▸ **Exercise**
Beneath this task are records; print exactly the stretch of them from the line with "Query: aircraft wing" through the line with "Query: three-blade propeller", both ends included.

▸ **Records shown**
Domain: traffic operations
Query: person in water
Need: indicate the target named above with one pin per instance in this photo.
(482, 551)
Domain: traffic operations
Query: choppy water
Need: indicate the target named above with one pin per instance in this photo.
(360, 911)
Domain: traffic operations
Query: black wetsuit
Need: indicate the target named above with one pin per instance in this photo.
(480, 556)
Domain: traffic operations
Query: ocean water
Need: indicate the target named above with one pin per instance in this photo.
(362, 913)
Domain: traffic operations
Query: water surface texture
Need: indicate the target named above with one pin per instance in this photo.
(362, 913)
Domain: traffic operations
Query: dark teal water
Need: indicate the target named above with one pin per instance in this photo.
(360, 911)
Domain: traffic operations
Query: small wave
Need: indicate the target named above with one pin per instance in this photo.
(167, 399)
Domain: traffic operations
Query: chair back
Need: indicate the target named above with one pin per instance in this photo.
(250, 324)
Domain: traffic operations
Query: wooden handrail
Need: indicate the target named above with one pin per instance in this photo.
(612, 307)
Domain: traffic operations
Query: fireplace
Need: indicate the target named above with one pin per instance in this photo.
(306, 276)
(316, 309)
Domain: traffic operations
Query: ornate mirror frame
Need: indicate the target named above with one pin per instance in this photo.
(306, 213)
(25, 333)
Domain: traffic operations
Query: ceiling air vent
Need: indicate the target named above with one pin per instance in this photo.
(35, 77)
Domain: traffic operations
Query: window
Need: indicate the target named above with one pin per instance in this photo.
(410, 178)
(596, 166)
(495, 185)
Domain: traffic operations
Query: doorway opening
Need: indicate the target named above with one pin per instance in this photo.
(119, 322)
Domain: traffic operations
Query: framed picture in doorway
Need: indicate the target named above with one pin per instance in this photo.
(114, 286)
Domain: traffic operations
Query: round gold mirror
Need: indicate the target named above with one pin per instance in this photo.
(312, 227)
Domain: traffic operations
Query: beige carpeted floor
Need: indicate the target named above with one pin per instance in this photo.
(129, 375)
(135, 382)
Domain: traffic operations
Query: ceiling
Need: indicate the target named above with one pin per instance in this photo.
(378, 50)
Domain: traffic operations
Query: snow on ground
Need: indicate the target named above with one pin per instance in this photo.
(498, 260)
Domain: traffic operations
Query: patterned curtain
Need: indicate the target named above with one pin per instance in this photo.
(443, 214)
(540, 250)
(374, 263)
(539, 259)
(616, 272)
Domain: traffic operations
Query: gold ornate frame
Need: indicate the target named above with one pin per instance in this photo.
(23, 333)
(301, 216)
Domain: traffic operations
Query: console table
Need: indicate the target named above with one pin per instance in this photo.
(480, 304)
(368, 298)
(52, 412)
* * *
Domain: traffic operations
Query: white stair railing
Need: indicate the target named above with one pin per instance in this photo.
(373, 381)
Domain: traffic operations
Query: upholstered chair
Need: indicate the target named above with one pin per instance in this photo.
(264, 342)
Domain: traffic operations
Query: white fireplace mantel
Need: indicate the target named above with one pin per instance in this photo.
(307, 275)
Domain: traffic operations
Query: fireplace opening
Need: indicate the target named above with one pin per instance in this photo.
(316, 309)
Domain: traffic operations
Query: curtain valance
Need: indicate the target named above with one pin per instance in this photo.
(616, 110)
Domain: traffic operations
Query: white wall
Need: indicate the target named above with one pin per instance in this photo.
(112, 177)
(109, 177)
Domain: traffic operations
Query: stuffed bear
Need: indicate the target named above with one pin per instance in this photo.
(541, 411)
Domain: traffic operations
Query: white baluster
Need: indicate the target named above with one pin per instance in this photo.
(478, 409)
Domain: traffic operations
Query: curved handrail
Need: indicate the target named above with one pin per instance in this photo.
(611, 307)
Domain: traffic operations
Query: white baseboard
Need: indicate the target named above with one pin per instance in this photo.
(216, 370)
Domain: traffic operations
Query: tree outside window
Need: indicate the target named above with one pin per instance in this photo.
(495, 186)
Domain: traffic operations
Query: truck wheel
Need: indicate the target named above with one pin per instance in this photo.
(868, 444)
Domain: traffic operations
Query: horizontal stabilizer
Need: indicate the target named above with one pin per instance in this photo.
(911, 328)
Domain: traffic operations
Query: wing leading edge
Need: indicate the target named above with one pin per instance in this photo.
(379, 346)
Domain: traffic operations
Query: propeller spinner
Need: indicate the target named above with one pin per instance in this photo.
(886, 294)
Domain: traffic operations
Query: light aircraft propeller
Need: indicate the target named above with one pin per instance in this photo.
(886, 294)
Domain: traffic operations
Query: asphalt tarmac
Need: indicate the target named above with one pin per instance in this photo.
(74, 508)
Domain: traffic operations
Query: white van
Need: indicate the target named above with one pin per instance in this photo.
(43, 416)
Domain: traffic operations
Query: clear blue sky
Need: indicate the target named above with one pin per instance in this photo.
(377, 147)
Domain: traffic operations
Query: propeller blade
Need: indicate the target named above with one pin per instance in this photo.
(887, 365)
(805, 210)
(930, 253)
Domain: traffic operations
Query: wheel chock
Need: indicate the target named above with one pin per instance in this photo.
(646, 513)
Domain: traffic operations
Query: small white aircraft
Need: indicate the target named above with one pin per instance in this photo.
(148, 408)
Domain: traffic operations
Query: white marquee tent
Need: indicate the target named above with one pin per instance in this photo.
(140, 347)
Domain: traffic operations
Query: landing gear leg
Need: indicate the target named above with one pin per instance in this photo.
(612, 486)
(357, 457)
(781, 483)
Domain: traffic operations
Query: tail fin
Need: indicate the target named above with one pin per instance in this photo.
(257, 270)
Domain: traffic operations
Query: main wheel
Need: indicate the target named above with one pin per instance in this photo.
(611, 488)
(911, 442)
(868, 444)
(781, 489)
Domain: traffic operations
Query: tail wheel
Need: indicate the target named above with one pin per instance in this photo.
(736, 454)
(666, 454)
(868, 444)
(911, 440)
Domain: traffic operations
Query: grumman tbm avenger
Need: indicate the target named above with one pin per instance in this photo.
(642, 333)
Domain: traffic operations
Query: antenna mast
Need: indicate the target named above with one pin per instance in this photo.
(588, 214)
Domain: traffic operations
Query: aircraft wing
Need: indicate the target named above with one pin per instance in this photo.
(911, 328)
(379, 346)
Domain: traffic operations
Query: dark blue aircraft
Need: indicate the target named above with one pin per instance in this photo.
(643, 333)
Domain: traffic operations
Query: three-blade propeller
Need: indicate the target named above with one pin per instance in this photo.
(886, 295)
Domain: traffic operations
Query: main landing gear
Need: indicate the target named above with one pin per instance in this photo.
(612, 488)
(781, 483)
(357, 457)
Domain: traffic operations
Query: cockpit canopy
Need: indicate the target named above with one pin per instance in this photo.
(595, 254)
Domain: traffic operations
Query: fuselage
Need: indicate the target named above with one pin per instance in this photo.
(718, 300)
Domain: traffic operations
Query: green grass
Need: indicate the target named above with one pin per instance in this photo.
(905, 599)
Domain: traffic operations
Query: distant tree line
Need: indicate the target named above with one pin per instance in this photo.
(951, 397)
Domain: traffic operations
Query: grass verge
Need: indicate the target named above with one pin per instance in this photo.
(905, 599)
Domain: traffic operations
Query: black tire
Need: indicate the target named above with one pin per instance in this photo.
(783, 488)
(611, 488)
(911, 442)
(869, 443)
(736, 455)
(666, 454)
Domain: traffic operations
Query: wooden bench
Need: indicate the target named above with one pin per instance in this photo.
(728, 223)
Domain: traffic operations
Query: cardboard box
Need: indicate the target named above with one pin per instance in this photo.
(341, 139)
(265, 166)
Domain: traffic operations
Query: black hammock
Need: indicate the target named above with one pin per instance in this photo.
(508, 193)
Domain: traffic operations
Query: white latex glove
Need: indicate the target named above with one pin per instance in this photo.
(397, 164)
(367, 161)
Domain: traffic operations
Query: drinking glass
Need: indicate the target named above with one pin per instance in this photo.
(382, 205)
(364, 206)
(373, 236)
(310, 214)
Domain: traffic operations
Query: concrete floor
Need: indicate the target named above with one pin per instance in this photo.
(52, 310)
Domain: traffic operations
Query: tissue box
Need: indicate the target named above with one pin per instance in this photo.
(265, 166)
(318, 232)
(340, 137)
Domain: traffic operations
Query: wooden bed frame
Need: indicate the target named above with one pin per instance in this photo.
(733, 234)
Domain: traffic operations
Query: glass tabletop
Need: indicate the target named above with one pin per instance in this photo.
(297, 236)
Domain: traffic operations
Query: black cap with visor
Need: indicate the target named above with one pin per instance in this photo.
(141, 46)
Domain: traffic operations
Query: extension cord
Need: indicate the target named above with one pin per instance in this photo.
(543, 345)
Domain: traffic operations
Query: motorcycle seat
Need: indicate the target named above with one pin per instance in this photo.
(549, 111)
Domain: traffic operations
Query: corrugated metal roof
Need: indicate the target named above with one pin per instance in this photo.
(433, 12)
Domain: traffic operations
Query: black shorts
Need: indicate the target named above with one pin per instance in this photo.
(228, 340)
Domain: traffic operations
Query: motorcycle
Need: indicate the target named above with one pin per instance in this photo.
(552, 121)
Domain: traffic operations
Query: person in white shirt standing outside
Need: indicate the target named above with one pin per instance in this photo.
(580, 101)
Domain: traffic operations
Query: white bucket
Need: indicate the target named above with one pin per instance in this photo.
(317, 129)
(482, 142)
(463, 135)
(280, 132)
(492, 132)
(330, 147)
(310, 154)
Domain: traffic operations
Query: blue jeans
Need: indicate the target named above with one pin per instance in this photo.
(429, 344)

▸ **Output of the exercise**
Query: aircraft wing
Need: indicate the target named above with one pin per instance in this photo.
(911, 328)
(379, 346)
Domain: traffic operations
Query: dark blue aircraft
Need: indicate the target named above with one pin per instance in this photo.
(643, 333)
Domain: traffic operations
Query: three-blade propeller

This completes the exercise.